A modern Boxer primer differs little in structure from those made over a century ago. It is a brass cup containing the priming compound. A paper seal keeps the compound in the cup and is held in place by the metal anvil made of harder brass. A better understanding of metallurgy and chemistry has resulted in a more uniform primer as well as ones which are specifically tailored to a particular type of cartridge.

Primers for pistols and rifles come in two basic sizes: “small” (.175″ diameter) and “large” (.210″ diameter). There is a .317″ primer manufactured by CCI used only in the .50 Browning machine gun cartridge – loaded by a few shooters using extra heavy bench-rest rifles in this caliber.

Small pistol primers are used in such calibers as 25 and 32 caliber handgun ammunition while the large size are used in 41, 44 and 45 caliber handguns. Large pistol primers are also made in a “magnum” variant. These are for large capacity cases using slow-burning powders that are harder to ignite and require a longer-burning, hotter primer to draw the most uniform and complete burning from these powders.

Rifle primers are made in the same two diameters as pistol primers and are designated “small” and ”large” although they are slightly higher to fit the deeper pocket in the rifle cartridge case. For this reason pistol primers should not be seated in rifle cases since they will seat too deeply and will thus often give uneven ignition. Rifle primers contain more priming compound than pistol primers since they have to ignite more powder in larger capacity cases. If you are loading both handgun and rifle ammunition, care must be taken not to mix rifle and handgun primers.

───

Required action 1: Using the passage on primers above, decide whether each statement agrees with it: (a) rifle primers hold less priming compound than pistol primers; (b) the .317″ primer made by CCI is used only in the .50 Browning machine gun cartridge; (c) small pistol primers are used in 45 caliber handguns. Answer yes or no for each and quote the words that decide it.
Required action 2: Extend the passage on primers, picking up right after its final sentence.

[Records in a dataset]
───

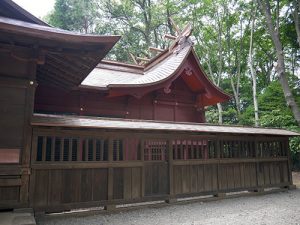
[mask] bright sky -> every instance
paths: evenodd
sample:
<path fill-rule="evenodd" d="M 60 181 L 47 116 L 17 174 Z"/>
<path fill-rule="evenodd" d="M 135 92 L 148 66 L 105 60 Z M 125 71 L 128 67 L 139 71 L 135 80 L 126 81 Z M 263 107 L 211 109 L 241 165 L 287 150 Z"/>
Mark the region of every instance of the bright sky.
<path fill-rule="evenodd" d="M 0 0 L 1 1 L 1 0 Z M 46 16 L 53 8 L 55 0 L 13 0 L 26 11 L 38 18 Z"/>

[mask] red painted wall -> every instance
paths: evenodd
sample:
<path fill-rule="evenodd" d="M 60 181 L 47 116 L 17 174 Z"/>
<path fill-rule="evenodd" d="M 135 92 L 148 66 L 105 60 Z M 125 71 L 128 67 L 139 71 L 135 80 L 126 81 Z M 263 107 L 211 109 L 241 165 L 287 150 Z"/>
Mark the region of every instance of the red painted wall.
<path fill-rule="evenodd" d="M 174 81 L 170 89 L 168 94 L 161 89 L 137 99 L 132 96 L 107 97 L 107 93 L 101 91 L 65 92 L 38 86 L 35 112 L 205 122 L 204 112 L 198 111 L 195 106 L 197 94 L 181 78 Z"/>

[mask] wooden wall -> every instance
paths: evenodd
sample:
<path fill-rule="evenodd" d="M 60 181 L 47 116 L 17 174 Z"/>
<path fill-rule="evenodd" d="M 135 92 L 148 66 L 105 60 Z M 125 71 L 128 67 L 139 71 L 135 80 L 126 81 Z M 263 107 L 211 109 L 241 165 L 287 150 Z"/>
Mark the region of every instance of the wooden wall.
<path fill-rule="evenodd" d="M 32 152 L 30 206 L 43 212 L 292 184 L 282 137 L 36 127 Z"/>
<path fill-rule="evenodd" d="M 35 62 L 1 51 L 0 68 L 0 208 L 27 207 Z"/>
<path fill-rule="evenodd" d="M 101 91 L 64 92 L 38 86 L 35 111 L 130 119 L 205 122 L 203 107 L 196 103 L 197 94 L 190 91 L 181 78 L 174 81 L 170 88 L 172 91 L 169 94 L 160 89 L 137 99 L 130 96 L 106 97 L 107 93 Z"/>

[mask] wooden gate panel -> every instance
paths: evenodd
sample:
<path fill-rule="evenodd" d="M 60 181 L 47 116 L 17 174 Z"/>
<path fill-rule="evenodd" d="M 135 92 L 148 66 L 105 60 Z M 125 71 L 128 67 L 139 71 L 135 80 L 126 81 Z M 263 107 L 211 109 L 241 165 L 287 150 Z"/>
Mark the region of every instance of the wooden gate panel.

───

Response box 1:
(a) No: "Rifle primers contain more priming compound than pistol primers since they have to ignite more powder in larger capacity cases."
(b) Yes: "There is a .317″ primer manufactured by CCI used only in the .50 Browning machine gun cartridge"
(c) No: "the large size are used in 41, 44 and 45 caliber handguns"

Response box 2:
If rifle primers are seated in pistol cases they will not fit properly. They can also raise pressures to the danger point. Pistol primers tend to burn cooler, and produce more of a flame type of explosion — good for igniting fast-burning pistol powders. Rifle primers burn longer and hotter. They often contain metallic elements such as aluminum which create burning sparks that are blown forward into a charge of slower-burning powder.

This separates, the grains thus setting the charge on fire in a number of places at once to achieve an even burning of the charge. This explosive quality is known as “brisance.” Magnum rifle primers have still more compound, burn longer and hotter and are used in very large-capacity cases such as the 458 Winchester Magnum. Companies such as CCI also market a “bench rest” rifle primer.

This is simply a standard rifle primer, but made to very strict tolerances assuring the reloader that each primer in a given lot will have a very precisely measured amount of compound and that the diameter and hardness of all components are within very strict tolerances. These premium-quality primers give very even ignition needed for the exacting demands of the expert, competition target shooter.

Shotshell primers have special characteristics needed to work properly in modern, plastic shotshells. Early shotshells were made of brass and were generally of a rifle-type of construction. They used rifle-style primers. Modern shells are of a composite construction with a metal head surrounding a paper, now primarily a plastic body. Inside is a base wad made of plastic or compressed paper.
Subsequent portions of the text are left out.